++++ EXCERPT TO READ

Thursday, July 8, 2010
Federal Standards of Review, new edition, and Holmes' The Common Law
Posted by Alan Childress
Because you cannot spell blogger without either ego or bore, I use this forum to announce June publication, by LexisNexis, of the 4th edition of a book on appellate and federal review which I coauthor
with Martha Davis, called Federal Standards of Review. It is in 3 volumes, for civil, criminal, and administrative appeals; previous editions were cited in some 350 cases including four Supreme Court opinions. Justice Ginsburg once wrote me a sweet note about it (by hand!). The new edition is expanded and thoroughly updated. You may want to ask your law library to get one.
Today, I published to Amazon Kindle a digital ebook of Oliver Wendell Holmes, Jr., The Common Law. It has my new Foreword and bio section of this great work from that great man. That would seem to be no large accomplishment, other than my trivially interesting Foreword, except that this is now the only online or ebook version of Holmes' masterpiece that actually uses Holmes' words. All of the prior versions -- free or paid, old version or Gutenberg's "2006 corrected" one -- are derived from ONE old scan from "Patient Zero," a book that was not held down on the copier so words from the inside margins are missing. Thus on most right-hand pages, every eighth word disappeared. That makes Holmes even tougher to read than normal. Plus he apparently uses words like "docs" and "modem," being ahead of his time! He uses "tiling" for "thing" and "ease" for "case" and other poor scan
vestiges. You would think there would have been someone to have rescanned this and proofread it before posting to Kindle or Gutenberg, or online, but no. Plus I linked and numbered the footnotes (the others have 250 instances of footnote "1"!). No doubt, however, their book docs one tiling that no modem version of Holmes docs--it brings the eases to life for the reacling pubic. And you saved S bucks!

++++++++
++++ DATA UNDER STUDY

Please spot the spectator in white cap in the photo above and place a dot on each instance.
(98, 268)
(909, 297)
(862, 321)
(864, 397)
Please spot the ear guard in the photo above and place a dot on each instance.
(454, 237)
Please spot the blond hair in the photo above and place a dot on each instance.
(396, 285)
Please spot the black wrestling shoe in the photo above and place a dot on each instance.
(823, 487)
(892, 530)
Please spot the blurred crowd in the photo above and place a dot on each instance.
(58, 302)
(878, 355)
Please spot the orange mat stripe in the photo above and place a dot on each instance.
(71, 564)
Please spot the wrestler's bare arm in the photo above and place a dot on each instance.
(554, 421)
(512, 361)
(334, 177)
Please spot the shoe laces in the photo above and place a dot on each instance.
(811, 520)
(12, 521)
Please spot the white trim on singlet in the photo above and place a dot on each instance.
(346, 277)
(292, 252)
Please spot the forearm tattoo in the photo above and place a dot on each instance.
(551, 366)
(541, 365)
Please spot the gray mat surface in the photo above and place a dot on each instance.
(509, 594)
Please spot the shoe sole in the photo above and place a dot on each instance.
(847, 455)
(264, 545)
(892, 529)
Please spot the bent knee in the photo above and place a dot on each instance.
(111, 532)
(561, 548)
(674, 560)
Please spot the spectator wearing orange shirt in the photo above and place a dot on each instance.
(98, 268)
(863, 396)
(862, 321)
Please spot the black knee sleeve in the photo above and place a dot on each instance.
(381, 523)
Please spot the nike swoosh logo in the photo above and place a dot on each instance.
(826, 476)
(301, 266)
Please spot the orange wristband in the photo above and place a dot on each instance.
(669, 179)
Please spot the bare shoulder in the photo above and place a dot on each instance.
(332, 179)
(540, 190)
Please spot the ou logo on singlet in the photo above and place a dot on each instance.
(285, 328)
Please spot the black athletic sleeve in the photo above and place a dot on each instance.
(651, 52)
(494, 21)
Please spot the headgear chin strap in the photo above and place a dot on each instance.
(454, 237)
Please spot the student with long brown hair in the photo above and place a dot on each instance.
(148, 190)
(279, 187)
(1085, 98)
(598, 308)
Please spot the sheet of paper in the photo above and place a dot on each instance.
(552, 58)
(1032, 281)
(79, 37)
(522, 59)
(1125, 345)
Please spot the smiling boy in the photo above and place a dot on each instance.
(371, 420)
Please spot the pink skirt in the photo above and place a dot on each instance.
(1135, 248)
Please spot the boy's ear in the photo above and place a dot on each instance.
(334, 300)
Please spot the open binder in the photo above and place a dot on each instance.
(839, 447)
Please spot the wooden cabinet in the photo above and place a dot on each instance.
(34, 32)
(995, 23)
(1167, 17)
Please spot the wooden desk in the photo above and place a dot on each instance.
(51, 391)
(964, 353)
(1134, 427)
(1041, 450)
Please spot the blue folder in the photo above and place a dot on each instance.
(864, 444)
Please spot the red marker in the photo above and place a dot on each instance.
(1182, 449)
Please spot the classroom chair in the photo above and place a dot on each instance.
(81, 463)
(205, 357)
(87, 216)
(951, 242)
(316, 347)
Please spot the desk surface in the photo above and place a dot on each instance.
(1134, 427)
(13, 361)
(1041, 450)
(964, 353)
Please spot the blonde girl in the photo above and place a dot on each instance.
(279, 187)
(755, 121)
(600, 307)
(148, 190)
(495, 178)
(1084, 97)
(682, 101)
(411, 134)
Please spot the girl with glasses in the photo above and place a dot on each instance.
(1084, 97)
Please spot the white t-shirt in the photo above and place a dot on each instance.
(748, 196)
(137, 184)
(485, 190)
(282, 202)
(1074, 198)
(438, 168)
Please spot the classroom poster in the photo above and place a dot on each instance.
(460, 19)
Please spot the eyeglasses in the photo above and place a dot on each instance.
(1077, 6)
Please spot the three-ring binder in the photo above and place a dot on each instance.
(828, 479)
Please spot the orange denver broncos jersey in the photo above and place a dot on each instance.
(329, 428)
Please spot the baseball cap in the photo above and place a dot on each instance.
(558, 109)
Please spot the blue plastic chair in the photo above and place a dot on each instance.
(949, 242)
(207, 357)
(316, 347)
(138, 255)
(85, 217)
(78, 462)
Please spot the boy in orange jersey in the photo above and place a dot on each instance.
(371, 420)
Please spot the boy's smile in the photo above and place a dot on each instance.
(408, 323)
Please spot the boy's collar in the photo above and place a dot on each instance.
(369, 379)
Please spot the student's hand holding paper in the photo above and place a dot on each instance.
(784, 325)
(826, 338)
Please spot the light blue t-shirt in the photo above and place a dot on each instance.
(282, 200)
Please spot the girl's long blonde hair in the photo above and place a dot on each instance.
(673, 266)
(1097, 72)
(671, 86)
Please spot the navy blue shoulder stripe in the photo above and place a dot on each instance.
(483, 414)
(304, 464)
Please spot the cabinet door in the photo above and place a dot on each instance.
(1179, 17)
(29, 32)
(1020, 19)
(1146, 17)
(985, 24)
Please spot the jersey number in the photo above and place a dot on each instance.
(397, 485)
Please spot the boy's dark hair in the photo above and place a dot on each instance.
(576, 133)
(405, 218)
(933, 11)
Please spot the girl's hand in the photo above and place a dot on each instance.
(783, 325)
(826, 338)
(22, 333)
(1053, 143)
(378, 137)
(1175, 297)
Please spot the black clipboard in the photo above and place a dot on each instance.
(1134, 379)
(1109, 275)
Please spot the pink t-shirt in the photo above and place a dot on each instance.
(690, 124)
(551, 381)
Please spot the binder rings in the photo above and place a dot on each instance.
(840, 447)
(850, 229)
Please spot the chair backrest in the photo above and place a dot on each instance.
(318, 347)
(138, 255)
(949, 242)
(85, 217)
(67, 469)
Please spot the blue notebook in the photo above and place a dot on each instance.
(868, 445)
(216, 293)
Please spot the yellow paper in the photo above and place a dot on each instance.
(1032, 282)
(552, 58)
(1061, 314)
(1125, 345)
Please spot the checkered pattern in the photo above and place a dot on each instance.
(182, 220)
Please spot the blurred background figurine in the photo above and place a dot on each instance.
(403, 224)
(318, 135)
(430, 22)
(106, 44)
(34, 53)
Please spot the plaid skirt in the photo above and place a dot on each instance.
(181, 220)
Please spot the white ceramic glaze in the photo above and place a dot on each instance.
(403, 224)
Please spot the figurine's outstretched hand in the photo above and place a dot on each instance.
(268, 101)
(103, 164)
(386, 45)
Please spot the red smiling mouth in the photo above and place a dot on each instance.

++++++++

- [COMPLETE THE FOLLOWING]:
**1.** In the blog post about the new edition, rewrite the part starting at "Thursday, July 8, 2010" and ending at "to get one.", replacing "LexisNexis" with "the publisher".
**2.** According to the blog post about the new edition, in about how many cases were earlier editions of Federal Standards of Review cited?
**3.** Write the next part of the blog post about the new edition and the Holmes ebook, picking up after its last sentence.

- [ANSWERS TO EACH TASK]:
**1.**
Thursday, July 8, 2010
Federal Standards of Review, new edition, and Holmes' The Common Law
Posted by Alan Childress
Because you cannot spell blogger without either ego or bore, I use this forum to announce June publication, by the publisher, of the 4th edition of a book on appellate and federal review which I coauthor
with Martha Davis, called Federal Standards of Review. It is in 3 volumes, for civil, criminal, and administrative appeals; previous editions were cited in some 350 cases including four Supreme Court opinions. Justice Ginsburg once wrote me a sweet note about it (by hand!). The new edition is expanded and thoroughly updated. You may want to ask your law library to get one.

**2.** Some 350 cases, including four Supreme Court opinions.

**3.**
I think it is unethical Reverse Plagiarism to stick Holmes' name onto a work he did not write that way. HE did not leave out marginal words and sound like an idiot. (BTW, as to non-idiot, he delivered this as 12 lectures in 1880, without notes.) HE did not think a right-of-way is a "casement." One edition pronounces him Chief Justice of the Supreme Court. Taft would not appreciate that. Holmes even looks unhappy on my cover about all this.
Consider a worse example: for $30, you can buy on Amazon a paperback purportedly of the late Philip Selznick's fantastic study, TVA and the Grass Roots. And read this, supposedly by the author, "The jocation of administrative control in the area of operations, with the Authority as a weole, in relation 10 tha fmdfl IJOVCrflffietit, taken as an example". If you know someone at U of California Press, please ask them to fix this. (This is not one they produced, but they have not forced it down either, despite my telling them. Why? Because it is out of print?) People should not be allowed to sell books that are in effect very good passwords for your medical records.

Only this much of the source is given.